Render the records below as a two-column CSV with the headers text and answer: one row per record, each value in one quoted field, with line breaks replaced by spaces. Leave the pictures out.

--- BEGIN ---

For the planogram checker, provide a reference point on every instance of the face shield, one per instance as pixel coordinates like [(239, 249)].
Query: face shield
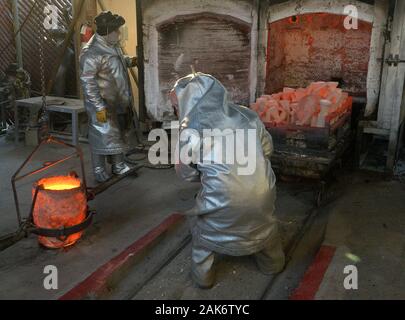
[(114, 38)]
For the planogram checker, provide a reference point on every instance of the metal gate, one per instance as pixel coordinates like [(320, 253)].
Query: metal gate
[(35, 17)]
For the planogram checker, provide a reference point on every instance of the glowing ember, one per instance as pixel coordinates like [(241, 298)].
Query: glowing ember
[(60, 183), (318, 105), (61, 203)]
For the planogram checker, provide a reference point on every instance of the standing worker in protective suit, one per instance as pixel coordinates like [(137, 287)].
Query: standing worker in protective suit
[(233, 214), (108, 96)]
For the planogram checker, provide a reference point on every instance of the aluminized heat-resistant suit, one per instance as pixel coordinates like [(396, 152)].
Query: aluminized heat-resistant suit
[(106, 86), (233, 214)]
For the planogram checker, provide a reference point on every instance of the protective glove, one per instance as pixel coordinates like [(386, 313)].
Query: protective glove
[(102, 116)]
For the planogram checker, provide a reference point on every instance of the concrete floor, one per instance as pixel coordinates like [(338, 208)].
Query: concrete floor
[(366, 223), (124, 214), (367, 226)]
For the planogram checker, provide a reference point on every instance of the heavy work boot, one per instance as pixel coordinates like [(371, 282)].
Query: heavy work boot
[(271, 260), (99, 168), (119, 167), (202, 261)]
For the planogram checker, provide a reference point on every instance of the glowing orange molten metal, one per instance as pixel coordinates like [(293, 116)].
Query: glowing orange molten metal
[(61, 203)]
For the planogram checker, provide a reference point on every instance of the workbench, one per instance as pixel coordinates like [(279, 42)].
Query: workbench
[(74, 107)]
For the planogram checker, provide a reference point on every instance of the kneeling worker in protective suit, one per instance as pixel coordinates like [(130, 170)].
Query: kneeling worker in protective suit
[(233, 214), (108, 96)]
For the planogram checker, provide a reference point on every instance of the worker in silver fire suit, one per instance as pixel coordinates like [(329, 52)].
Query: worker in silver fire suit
[(234, 212), (108, 96)]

--- END ---

(SOLUTION TO THIS TASK)
text,answer
"For the planogram checker, provide a reference point on every instance of the face shield, one per instance as pixel coordinates like [(239, 249)]. Query: face shield","[(114, 38)]"
"For the planogram checker, provide a reference point on every instance of the metal gate, one per instance as pixel coordinates like [(320, 253)]. Query: metal gate","[(35, 17)]"
"For the planogram checker, provide a reference point on every instance of the glowing ember, one per instance as pixel coordinates like [(241, 298)]. Query: glowing ember","[(60, 183), (318, 105), (61, 203)]"
"For the planogram checker, provide a reference point on every instance of the standing worker in protective suit, one per instance as pixel coordinates like [(137, 287)]. Query: standing worker in protective suit","[(233, 214), (108, 96)]"
"For the planogram checker, provide a reference point on every instance of the aluminized heat-resistant suit, one per instance as pixel coordinates like [(396, 152)]. Query: aluminized heat-resistant suit","[(106, 86), (233, 214)]"
"For the planogram checker, provide a reference point on every instance of the protective glove, one per instance as pixel coordinates like [(386, 313)]. Query: protective glove","[(102, 116)]"
"For the planogram checker, provide a reference point on every instance of the concrete floor, one per instance as pixel coordinates like [(338, 208)]. Query: concrete floor","[(366, 223), (124, 214), (367, 226)]"
"For the planogram checker, provide a reference point on every instance of the heavy work boot, one per instance as pixel coordinates like [(371, 282)]. Query: heavy work boot","[(271, 260), (99, 168), (119, 167), (202, 261)]"
"For the planogram checker, provide a reference point on every instance of the glowing orange molten metal, one per instance as pixel coordinates like [(293, 116)]. Query: glowing orange molten metal","[(61, 203)]"
"For the planogram checker, provide a reference point on every instance of the workbench, one per instance as pixel coordinates like [(279, 42)]. Query: workbench","[(74, 107)]"
"For the planogram checker, provide a reference point on every instance of the kneeling worker in protective suit, one per instance as pixel coordinates like [(130, 170)]. Query: kneeling worker in protective suit","[(233, 214), (108, 96)]"
"For the planogram checker, provide a reference point on every instance of the worker in silver fire suit, one per instance as pixel coordinates like [(329, 52)]. Query: worker in silver fire suit","[(234, 212), (108, 96)]"